Objective
Gather each line in the rows below that contains the word "every", and copy those lines without change.

Data supplied
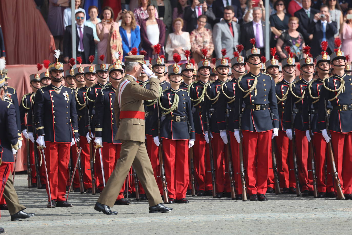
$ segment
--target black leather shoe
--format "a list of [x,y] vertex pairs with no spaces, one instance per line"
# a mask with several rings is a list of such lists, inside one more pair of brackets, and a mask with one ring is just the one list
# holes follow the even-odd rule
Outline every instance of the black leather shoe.
[[8,208],[7,208],[7,204],[1,204],[1,205],[0,205],[0,210],[2,211],[5,211],[8,210]]
[[129,204],[130,202],[127,200],[125,198],[121,198],[121,199],[116,200],[116,201],[115,202],[114,205],[128,205]]
[[308,190],[303,190],[302,192],[302,197],[309,197],[310,196],[310,194],[309,192],[309,191]]
[[213,197],[213,190],[207,190],[206,191],[205,196]]
[[50,202],[49,202],[48,203],[48,205],[46,205],[46,207],[49,208],[53,208],[56,207],[56,201],[55,200],[51,200],[51,204],[52,205],[52,206],[51,206],[51,205],[50,205]]
[[345,197],[346,198],[346,199],[352,200],[352,194],[351,194],[351,193],[347,193],[344,195],[345,195]]
[[108,206],[106,205],[104,205],[97,202],[94,206],[94,209],[98,211],[102,212],[105,215],[117,215],[117,211],[112,211],[110,210],[110,206]]
[[268,198],[264,194],[259,194],[258,195],[258,198],[260,202],[266,202],[268,200]]
[[266,189],[266,193],[273,193],[273,191],[274,189],[271,187],[269,187]]
[[26,219],[36,215],[34,213],[26,213],[23,211],[20,211],[14,215],[11,216],[11,221],[18,220],[20,219]]
[[73,205],[66,201],[58,201],[56,202],[56,207],[71,207]]
[[296,189],[296,188],[291,187],[290,187],[290,189],[289,190],[288,192],[290,194],[296,194],[297,193],[297,190]]
[[205,195],[205,192],[204,190],[199,190],[197,193],[197,197],[203,197]]
[[181,198],[176,201],[176,203],[189,203],[188,200],[186,198]]
[[249,197],[249,200],[251,202],[258,202],[259,200],[256,194],[252,194]]
[[326,197],[334,198],[336,197],[336,194],[335,194],[334,192],[328,192],[326,193],[325,196]]
[[139,199],[137,199],[137,201],[143,201],[147,199],[147,196],[144,193],[139,194]]
[[172,211],[172,209],[171,207],[166,207],[161,203],[156,205],[153,206],[149,206],[149,213],[157,213],[161,212],[164,213],[169,212]]

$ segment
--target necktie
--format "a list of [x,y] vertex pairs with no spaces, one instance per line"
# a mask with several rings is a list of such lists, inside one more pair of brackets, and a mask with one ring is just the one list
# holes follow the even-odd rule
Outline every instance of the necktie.
[[232,37],[233,37],[233,29],[232,29],[232,26],[231,25],[231,23],[228,23],[228,27],[230,29],[231,34],[232,35]]
[[84,50],[83,48],[83,33],[82,32],[82,27],[80,26],[80,49],[82,51]]

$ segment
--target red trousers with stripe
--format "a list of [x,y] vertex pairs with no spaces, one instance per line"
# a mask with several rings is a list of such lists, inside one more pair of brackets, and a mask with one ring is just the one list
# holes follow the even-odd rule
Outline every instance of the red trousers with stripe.
[[279,131],[278,135],[275,137],[275,141],[276,142],[276,164],[280,187],[295,188],[292,142],[287,137],[286,132],[282,131]]
[[0,165],[0,201],[4,202],[4,203],[2,204],[5,204],[6,203],[5,202],[5,199],[4,197],[3,193],[4,190],[5,188],[5,185],[6,184],[6,181],[7,180],[7,178],[10,175],[12,167],[13,166],[13,162],[4,162],[1,163]]
[[265,194],[268,188],[269,161],[271,155],[272,131],[257,132],[242,130],[242,132],[248,193]]
[[308,159],[309,147],[306,132],[295,130],[296,133],[296,150],[297,163],[298,165],[298,175],[302,191],[313,190],[313,177],[309,176],[308,171],[312,169],[311,162]]
[[344,194],[352,193],[352,132],[330,132],[335,163],[342,191]]
[[[70,159],[70,143],[45,141],[45,144],[46,147],[44,149],[50,184],[51,200],[58,202],[64,201],[66,200],[65,194],[66,194],[67,167]],[[43,166],[44,164],[43,160]],[[47,185],[46,192],[48,199],[50,200],[49,187]]]
[[196,134],[193,153],[194,171],[199,190],[212,190],[209,145],[203,135]]
[[169,197],[176,200],[186,198],[189,181],[188,140],[163,138],[162,144]]

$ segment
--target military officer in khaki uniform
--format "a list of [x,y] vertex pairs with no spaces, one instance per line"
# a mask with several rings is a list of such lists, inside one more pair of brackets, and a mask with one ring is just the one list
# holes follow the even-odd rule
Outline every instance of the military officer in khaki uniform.
[[[106,215],[118,214],[112,211],[110,207],[113,206],[133,163],[148,198],[149,213],[167,212],[172,209],[161,203],[162,200],[144,143],[143,101],[158,97],[160,81],[147,66],[144,65],[142,68],[144,56],[129,56],[125,58],[126,74],[117,87],[114,105],[118,125],[115,139],[120,140],[122,143],[120,157],[94,209]],[[141,87],[136,81],[136,78],[140,76],[142,70],[150,78],[149,89]]]

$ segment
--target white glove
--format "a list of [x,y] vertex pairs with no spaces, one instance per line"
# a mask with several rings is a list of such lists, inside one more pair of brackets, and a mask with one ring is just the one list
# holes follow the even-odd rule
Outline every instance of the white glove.
[[[212,134],[212,132],[210,132],[210,137],[212,138],[213,138],[213,134]],[[204,135],[204,138],[205,139],[205,141],[207,142],[207,143],[209,143],[209,137],[208,136],[208,131],[205,132],[205,135]]]
[[39,145],[44,146],[44,148],[46,148],[45,146],[45,141],[44,141],[44,136],[40,135],[38,136],[38,138],[37,139],[37,143]]
[[32,143],[34,143],[34,136],[33,136],[33,132],[28,132],[28,138],[31,140]]
[[[93,136],[93,133],[90,132],[90,135]],[[90,141],[92,140],[92,138],[90,138],[90,136],[89,136],[89,132],[87,132],[87,134],[86,135],[86,138],[87,138],[87,142],[88,142],[88,143],[90,143]]]
[[329,135],[328,134],[327,131],[326,131],[326,129],[321,130],[321,134],[323,135],[323,137],[325,139],[326,143],[329,143],[331,138],[329,136]]
[[272,136],[271,138],[274,139],[275,136],[277,136],[279,135],[279,129],[277,127],[275,127],[272,130]]
[[23,136],[26,139],[28,138],[28,133],[27,132],[27,130],[25,129],[22,131],[22,134],[23,134]]
[[94,140],[94,142],[96,145],[102,145],[103,139],[101,137],[96,137]]
[[[242,136],[242,137],[243,137]],[[237,143],[239,143],[241,142],[241,138],[240,138],[240,131],[238,129],[235,129],[235,138],[236,138],[236,140],[237,141]]]
[[143,64],[142,66],[143,67],[143,72],[145,73],[148,77],[151,76],[155,76],[155,74],[145,64]]
[[292,129],[286,129],[286,135],[288,137],[288,138],[290,140],[292,140]]
[[[143,64],[143,65],[145,65]],[[154,143],[155,144],[155,145],[157,146],[158,147],[160,145],[160,141],[159,140],[158,136],[155,136],[155,137],[153,137],[153,140],[154,141]]]
[[226,131],[225,130],[222,130],[220,131],[220,137],[222,139],[224,143],[225,144],[227,144],[227,135],[226,133]]
[[188,148],[190,148],[192,147],[192,146],[194,145],[194,141],[195,140],[190,140],[188,141]]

Task result
Outline every instance of the black leather shoe.
Outline every instance of the necktie.
Outline every instance of the red trousers with stripe.
Outline every instance of the military officer in khaki uniform.
Outline every instance of the white glove.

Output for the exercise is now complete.